Stated task A: Reproduce the section of the article on Google Maps and OnStar below word for word, from "OnStar eNav, a" up to and including "automotive market today.".
___ Passage to read ___
• Jun 8, 2010
Google, a company so large that it's become both a noun and a verb, is spreading the goodness of its Google Maps programming even further into the automotive realm with the announcement that it's now being incorporated into General Motors' OnStar eNav technology.

Perhaps you'll recall that Ford made a remarkably similar move this morning, adding the ability to sync Google Maps to its well regarded Sync system. The major difference between Ford's Sync and GM's OnStar integration of Google Maps is that the Blue Oval's implementation relies on the connectivity of your cellular phone while The General's technology includes its own communications equipment.

Both Ford's and GM's Google Maps integration will go into full effect later this month. All GM vehicles from the 2006 model year forward that are equipped with Turn-by-Turn Navigation capability will gain the newfound capabilities. Get all the details in the press release after the break.

[Source: General Motors]
Show full PR text

OnStar, Google Partner to Expand Turn-by-Turn Navigation
Subscribers Can Load Google Maps at Home and View via OnStar eNav

Detroit - OnStar and Google have reached an agreement that will let OnStar users search for and identify destinations using Google Maps and send those destinations to the Turn-by-Turn Navigation Service in their vehicles.

OnStar eNav, a feature of Turn-by-Turn Navigation, will become available through Google Maps at the end of this month. Drivers can access the destinations whenever they choose and get OnStar Turn-by-Turn directions to the destination from wherever they are.

Turn-by-Turn Navigation is the most widely available built-in navigation system in the automotive market today.

"eNav is a perfect solution for subscribers who like the flexibility of being able to use Google Maps to plan their trips in advance, but without the hassle of bringing printed maps into the vehicle," said Nick Pudar, OnStar vice president of new business development.
___
Stated task B: Quote the rows that follow verbatim, from the first row up to and including the line with "xmin=280 ymin=223 xmax=297 ymax=244".
___ Data for the task ___
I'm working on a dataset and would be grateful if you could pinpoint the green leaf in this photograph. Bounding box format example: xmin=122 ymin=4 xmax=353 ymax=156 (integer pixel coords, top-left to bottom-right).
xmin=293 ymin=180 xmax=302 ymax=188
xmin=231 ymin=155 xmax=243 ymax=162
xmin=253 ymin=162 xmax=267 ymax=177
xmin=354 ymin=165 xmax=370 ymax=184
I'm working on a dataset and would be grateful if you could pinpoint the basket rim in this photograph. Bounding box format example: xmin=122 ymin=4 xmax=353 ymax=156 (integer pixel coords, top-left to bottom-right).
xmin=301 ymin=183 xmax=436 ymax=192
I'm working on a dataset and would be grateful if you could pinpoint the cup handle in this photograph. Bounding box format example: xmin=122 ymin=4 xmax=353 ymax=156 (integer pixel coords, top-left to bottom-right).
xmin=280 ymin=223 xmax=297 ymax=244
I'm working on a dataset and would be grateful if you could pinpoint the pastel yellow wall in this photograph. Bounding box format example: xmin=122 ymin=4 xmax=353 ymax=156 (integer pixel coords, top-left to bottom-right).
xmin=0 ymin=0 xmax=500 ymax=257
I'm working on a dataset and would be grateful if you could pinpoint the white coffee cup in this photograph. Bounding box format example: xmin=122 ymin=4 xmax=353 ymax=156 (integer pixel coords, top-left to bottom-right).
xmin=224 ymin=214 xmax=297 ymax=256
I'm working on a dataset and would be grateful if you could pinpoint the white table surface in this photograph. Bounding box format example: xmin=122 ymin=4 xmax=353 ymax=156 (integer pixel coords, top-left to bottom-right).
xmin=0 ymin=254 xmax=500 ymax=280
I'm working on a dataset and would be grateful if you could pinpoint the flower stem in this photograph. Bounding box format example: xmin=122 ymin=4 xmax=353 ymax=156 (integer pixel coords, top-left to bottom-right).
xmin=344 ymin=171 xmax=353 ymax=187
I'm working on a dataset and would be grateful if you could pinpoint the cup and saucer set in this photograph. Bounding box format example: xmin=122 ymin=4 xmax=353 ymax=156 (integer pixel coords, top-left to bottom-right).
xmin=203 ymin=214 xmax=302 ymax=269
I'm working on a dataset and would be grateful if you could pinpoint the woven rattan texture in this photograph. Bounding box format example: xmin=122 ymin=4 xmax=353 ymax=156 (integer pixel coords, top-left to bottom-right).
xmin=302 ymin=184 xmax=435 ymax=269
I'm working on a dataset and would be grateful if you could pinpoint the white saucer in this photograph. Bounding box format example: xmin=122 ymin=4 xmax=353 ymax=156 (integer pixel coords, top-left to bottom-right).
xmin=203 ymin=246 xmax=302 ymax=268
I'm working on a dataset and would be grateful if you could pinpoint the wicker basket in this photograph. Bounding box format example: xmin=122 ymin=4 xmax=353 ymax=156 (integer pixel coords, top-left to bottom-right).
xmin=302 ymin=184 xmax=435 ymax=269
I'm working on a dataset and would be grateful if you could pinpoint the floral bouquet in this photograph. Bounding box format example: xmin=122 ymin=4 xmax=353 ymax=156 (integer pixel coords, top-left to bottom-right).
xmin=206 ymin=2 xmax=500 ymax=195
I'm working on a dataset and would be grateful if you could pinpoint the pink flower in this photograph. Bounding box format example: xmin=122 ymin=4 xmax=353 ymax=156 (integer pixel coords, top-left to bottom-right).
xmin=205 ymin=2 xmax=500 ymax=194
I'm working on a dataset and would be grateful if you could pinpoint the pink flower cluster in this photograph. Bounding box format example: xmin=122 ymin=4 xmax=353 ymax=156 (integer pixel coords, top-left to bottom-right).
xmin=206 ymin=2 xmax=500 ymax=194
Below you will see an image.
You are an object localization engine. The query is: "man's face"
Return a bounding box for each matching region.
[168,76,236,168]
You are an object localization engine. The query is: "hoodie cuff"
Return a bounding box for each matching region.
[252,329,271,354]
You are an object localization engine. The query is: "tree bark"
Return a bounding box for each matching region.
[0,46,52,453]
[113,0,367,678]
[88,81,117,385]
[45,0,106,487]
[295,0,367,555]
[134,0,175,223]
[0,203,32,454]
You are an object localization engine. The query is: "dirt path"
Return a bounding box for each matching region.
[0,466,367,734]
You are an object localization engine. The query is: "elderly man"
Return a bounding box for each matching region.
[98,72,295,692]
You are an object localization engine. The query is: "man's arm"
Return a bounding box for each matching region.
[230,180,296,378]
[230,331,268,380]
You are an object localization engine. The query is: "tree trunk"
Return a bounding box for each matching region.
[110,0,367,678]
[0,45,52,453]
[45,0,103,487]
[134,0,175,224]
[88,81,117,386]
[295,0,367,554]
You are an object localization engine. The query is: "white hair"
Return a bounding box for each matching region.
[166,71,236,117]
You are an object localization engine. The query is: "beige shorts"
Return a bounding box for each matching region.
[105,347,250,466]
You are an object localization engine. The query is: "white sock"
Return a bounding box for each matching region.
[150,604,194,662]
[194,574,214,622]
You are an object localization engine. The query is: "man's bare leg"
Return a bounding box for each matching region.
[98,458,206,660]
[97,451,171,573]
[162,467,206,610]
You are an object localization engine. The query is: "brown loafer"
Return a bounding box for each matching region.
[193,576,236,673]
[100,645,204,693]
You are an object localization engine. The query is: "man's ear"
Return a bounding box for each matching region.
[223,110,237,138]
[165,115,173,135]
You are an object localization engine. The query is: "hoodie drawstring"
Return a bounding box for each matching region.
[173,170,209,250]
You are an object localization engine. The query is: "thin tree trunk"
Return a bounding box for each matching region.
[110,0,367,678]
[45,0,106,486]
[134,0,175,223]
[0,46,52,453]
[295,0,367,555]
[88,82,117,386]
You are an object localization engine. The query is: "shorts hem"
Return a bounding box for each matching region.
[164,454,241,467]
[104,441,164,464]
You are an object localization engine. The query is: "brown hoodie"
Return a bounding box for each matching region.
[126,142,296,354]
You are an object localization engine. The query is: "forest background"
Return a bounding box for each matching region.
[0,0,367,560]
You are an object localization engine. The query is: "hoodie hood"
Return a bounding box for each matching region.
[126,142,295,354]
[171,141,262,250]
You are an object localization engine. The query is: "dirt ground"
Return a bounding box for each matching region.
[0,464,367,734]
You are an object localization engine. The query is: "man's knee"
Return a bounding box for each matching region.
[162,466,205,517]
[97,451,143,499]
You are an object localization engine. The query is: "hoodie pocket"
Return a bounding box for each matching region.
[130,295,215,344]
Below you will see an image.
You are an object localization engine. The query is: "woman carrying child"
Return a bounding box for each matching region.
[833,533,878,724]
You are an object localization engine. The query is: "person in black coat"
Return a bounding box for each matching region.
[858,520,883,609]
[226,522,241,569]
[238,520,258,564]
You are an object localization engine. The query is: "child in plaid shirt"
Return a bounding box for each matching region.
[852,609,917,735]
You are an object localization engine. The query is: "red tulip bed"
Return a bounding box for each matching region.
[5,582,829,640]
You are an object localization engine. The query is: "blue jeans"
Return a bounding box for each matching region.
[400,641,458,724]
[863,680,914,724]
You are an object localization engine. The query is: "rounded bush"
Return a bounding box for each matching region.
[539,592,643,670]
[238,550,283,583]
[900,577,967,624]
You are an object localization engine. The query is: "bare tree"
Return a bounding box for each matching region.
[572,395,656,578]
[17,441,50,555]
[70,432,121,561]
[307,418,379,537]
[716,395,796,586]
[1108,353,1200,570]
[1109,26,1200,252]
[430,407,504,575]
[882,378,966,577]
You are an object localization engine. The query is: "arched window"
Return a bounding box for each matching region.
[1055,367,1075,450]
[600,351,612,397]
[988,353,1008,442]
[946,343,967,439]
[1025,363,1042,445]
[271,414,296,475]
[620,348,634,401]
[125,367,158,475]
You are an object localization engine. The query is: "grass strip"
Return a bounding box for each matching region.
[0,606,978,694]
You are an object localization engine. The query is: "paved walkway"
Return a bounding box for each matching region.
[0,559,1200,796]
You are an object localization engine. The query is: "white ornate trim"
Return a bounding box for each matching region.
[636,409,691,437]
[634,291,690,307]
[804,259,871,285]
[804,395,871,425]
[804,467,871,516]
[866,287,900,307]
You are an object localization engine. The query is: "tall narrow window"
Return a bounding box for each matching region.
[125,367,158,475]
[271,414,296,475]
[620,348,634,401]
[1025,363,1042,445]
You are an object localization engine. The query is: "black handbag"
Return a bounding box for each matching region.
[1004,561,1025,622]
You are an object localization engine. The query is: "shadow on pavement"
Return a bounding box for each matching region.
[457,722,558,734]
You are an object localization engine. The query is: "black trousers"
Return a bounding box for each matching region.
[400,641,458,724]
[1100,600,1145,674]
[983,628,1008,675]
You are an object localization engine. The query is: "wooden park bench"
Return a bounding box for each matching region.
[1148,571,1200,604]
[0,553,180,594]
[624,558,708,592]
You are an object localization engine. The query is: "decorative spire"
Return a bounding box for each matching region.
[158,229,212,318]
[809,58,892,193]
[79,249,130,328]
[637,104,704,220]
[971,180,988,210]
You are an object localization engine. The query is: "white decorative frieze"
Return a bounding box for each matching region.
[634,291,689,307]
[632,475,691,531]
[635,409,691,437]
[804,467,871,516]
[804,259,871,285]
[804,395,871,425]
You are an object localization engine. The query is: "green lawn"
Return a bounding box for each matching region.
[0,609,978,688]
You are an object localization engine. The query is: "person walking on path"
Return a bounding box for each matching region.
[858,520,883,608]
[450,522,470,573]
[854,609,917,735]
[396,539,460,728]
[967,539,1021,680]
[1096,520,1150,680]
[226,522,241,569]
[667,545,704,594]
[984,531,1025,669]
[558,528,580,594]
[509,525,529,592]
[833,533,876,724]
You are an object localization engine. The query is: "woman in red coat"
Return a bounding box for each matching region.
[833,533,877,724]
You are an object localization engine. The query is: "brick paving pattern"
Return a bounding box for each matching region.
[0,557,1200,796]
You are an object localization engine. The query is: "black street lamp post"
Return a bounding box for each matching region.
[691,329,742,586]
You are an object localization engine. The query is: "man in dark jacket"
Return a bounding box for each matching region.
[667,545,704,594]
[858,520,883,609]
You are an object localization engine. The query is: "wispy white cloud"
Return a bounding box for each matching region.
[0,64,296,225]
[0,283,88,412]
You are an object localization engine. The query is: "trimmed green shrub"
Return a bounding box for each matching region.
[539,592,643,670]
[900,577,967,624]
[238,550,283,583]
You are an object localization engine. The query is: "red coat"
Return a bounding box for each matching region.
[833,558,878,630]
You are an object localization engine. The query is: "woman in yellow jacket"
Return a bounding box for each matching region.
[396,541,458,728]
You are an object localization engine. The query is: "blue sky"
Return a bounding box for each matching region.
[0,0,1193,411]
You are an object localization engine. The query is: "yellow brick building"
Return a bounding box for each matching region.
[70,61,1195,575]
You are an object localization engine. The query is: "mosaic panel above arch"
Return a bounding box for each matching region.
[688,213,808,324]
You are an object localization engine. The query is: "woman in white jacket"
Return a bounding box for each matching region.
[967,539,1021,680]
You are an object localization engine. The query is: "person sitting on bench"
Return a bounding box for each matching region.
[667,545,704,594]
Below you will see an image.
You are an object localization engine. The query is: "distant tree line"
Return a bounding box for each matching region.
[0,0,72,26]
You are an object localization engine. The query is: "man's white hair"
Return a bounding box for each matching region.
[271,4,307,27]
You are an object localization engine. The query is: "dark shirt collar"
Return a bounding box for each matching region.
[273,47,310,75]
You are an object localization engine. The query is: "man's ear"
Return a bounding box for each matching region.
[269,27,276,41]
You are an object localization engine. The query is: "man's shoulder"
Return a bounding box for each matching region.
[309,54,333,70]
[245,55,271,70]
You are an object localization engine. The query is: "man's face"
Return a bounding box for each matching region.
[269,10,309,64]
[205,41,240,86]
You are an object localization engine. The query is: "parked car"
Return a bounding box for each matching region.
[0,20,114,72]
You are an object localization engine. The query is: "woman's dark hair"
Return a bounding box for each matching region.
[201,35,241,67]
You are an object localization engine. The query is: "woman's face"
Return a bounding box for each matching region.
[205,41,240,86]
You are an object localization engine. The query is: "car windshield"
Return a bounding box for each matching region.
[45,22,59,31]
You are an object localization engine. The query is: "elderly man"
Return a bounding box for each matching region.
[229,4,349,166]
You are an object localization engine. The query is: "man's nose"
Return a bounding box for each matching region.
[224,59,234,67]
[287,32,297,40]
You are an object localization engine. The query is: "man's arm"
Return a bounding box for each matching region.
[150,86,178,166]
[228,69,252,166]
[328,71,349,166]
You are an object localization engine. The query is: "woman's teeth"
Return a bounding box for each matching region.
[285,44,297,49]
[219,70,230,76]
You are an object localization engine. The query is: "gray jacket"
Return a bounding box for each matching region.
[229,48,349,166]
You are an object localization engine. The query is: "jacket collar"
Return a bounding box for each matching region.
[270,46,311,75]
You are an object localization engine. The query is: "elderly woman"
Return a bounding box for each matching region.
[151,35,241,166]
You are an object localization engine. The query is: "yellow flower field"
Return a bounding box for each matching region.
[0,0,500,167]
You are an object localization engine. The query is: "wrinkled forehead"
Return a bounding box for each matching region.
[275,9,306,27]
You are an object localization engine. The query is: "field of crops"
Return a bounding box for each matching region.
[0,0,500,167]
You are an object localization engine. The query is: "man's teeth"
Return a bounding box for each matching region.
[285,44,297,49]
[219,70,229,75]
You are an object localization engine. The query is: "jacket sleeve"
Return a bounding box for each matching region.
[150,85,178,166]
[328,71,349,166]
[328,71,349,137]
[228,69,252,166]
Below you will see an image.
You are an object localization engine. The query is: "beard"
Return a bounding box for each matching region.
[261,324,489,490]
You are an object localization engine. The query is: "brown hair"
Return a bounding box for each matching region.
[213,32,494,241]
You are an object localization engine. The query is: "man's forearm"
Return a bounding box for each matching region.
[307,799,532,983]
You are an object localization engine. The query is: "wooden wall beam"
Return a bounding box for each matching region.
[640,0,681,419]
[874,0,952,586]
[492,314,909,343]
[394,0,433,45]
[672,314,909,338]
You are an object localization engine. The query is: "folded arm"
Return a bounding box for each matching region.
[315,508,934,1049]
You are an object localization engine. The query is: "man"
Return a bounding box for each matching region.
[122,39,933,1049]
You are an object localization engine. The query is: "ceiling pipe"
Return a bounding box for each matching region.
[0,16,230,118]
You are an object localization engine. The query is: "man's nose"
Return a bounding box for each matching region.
___
Answer A:
OnStar eNav, a feature of Turn-by-Turn Navigation, will become available through Google Maps at the end of this month. Drivers can access the destinations whenever they choose and get OnStar Turn-by-Turn directions to the destination from wherever they are.

Turn-by-Turn Navigation is the most widely available built-in navigation system in the automotive market today.

Answer B:
I'm working on a dataset and would be grateful if you could pinpoint the green leaf in this photograph. Bounding box format example: xmin=122 ymin=4 xmax=353 ymax=156 (integer pixel coords, top-left to bottom-right).
xmin=293 ymin=180 xmax=302 ymax=188
xmin=231 ymin=155 xmax=243 ymax=162
xmin=253 ymin=162 xmax=267 ymax=177
xmin=354 ymin=165 xmax=370 ymax=184
I'm working on a dataset and would be grateful if you could pinpoint the basket rim in this photograph. Bounding box format example: xmin=122 ymin=4 xmax=353 ymax=156 (integer pixel coords, top-left to bottom-right).
xmin=301 ymin=183 xmax=436 ymax=192
I'm working on a dataset and would be grateful if you could pinpoint the cup handle in this photograph. Bounding box format example: xmin=122 ymin=4 xmax=353 ymax=156 (integer pixel coords, top-left to bottom-right).
xmin=280 ymin=223 xmax=297 ymax=244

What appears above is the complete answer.